• **Task instructions**
Pictures in the records are to be excluded from an otherwise exact copy.

• **Dataset entries**
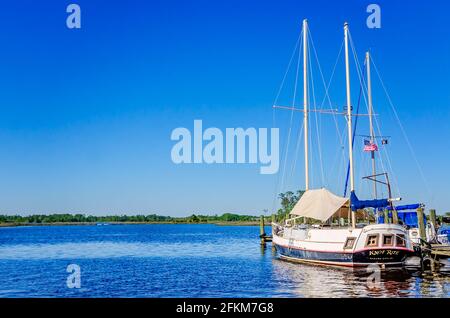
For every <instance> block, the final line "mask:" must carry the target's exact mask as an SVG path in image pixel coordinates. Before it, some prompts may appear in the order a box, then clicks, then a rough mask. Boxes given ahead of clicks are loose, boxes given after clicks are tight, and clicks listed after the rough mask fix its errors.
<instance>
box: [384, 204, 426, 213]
mask: <svg viewBox="0 0 450 318" xmlns="http://www.w3.org/2000/svg"><path fill="white" fill-rule="evenodd" d="M418 208H420V203H417V204H408V205H399V206H396V207H395V210H396V211H404V210H417V209H418ZM387 210H388V211H392V207H391V206H388V207H387Z"/></svg>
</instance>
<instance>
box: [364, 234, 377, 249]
mask: <svg viewBox="0 0 450 318" xmlns="http://www.w3.org/2000/svg"><path fill="white" fill-rule="evenodd" d="M366 246H369V247H374V246H378V235H369V236H368V237H367V243H366Z"/></svg>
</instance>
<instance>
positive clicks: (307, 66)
mask: <svg viewBox="0 0 450 318" xmlns="http://www.w3.org/2000/svg"><path fill="white" fill-rule="evenodd" d="M303 122H304V128H305V190H306V191H308V190H309V154H308V143H309V140H308V20H307V19H304V20H303Z"/></svg>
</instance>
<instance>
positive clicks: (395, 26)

• **Result for this task**
For every <instance> block, the final line "mask:" must carry the target's exact mask as an SVG path in image pixel coordinates. Before it, some prompts may appear in the order a box, then clicks, then a rough mask. Boxes given ahead of clicks are loose, boxes given after clicks are tight, and clicks listed after the rough mask fix its errors.
<instance>
box: [384, 204, 426, 213]
mask: <svg viewBox="0 0 450 318" xmlns="http://www.w3.org/2000/svg"><path fill="white" fill-rule="evenodd" d="M418 208H420V203H417V204H408V205H399V206H396V207H395V210H396V211H404V210H417V209H418ZM387 210H388V211H392V207H391V206H388V207H387Z"/></svg>
</instance>
<instance>
box: [364, 234, 377, 249]
mask: <svg viewBox="0 0 450 318" xmlns="http://www.w3.org/2000/svg"><path fill="white" fill-rule="evenodd" d="M366 246H369V247H374V246H378V235H369V236H368V237H367V243H366Z"/></svg>
</instance>
<instance>
positive clicks: (307, 66)
mask: <svg viewBox="0 0 450 318" xmlns="http://www.w3.org/2000/svg"><path fill="white" fill-rule="evenodd" d="M303 122H304V128H305V190H306V191H308V190H309V154H308V143H309V140H308V20H307V19H304V20H303Z"/></svg>
</instance>
<instance>
positive clicks: (395, 26)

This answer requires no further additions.